To calibrate the sensitivity with respect to detecting anomalies, criteria updating process 208 may be performed. During criteria updating process 208, a sensitivity calibration function may be used to update detection criteria. For example, detection criteria 201 may be re-calculated to obtain an updated threshold by applying a sensitivity weight to a level of drift (e.g., based on a cumulative change in telemetry data of data processing system 100A over a time window). To mitigate a risk of overcorrection, the updated threshold may be subject to bounds (e.g., a percentage of change).

In the instance where event result 206 indicates that telemetry data 203 is anomalous, event management process 210 may be performed to update operation of data processing system 100A. During event management process 214, an operation may be performed to update operation of data processing system 100A. For example, to perform the operation, (i) data processing system 100A may be repositioned with respect to similarity groups, (ii) a level of autonomy for the operation may be identified, (iii) at least one other data processing system may be identified based on the similarity map, (iv) a process may be collaboratively, between data processing system 100A and the at least one other data processing system, identified, and/or any other actions may be performed. Refer to FIG. 2C for additional details regarding performing the process to update operation of the data processing system.

Thus, using the data flow shown in FIG. 2A, operation of a data processing system may be updated when an anomaly is detected based on telemetry data for the data processing system. By doing so, the anomaly that may negatively affect the data processing system may be effectively managed while operating in the updated state.

Turning to FIG. 2B, a second data flow diagram in accordance with an embodiment is shown. The second data flow diagram may illustrate data used in and data processing performed in updating a similarity map when a data processing system is identified to have drifted from a previous state.
=-=-=-=-=
• **Exercise prompt**: Copy out the passage above on detecting anomalies in a data processing system, word for word and in full.
=-=-=-=-=
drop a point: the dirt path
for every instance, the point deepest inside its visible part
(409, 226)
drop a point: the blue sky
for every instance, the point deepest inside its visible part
=-=-=-=-=
• **The completed task**:
To calibrate the sensitivity with respect to detecting anomalies, criteria updating process 208 may be performed. During criteria updating process 208, a sensitivity calibration function may be used to update detection criteria. For example, detection criteria 201 may be re-calculated to obtain an updated threshold by applying a sensitivity weight to a level of drift (e.g., based on a cumulative change in telemetry data of data processing system 100A over a time window). To mitigate a risk of overcorrection, the updated threshold may be subject to bounds (e.g., a percentage of change).

In the instance where event result 206 indicates that telemetry data 203 is anomalous, event management process 210 may be performed to update operation of data processing system 100A. During event management process 214, an operation may be performed to update operation of data processing system 100A. For example, to perform the operation, (i) data processing system 100A may be repositioned with respect to similarity groups, (ii) a level of autonomy for the operation may be identified, (iii) at least one other data processing system may be identified based on the similarity map, (iv) a process may be collaboratively, between data processing system 100A and the at least one other data processing system, identified, and/or any other actions may be performed. Refer to FIG. 2C for additional details regarding performing the process to update operation of the data processing system.

Thus, using the data flow shown in FIG. 2A, operation of a data processing system may be updated when an anomaly is detected based on telemetry data for the data processing system. By doing so, the anomaly that may negatively affect the data processing system may be effectively managed while operating in the updated state.

Turning to FIG. 2B, a second data flow diagram in accordance with an embodiment is shown. The second data flow diagram may illustrate data used in and data processing performed in updating a similarity map when a data processing system is identified to have drifted from a previous state.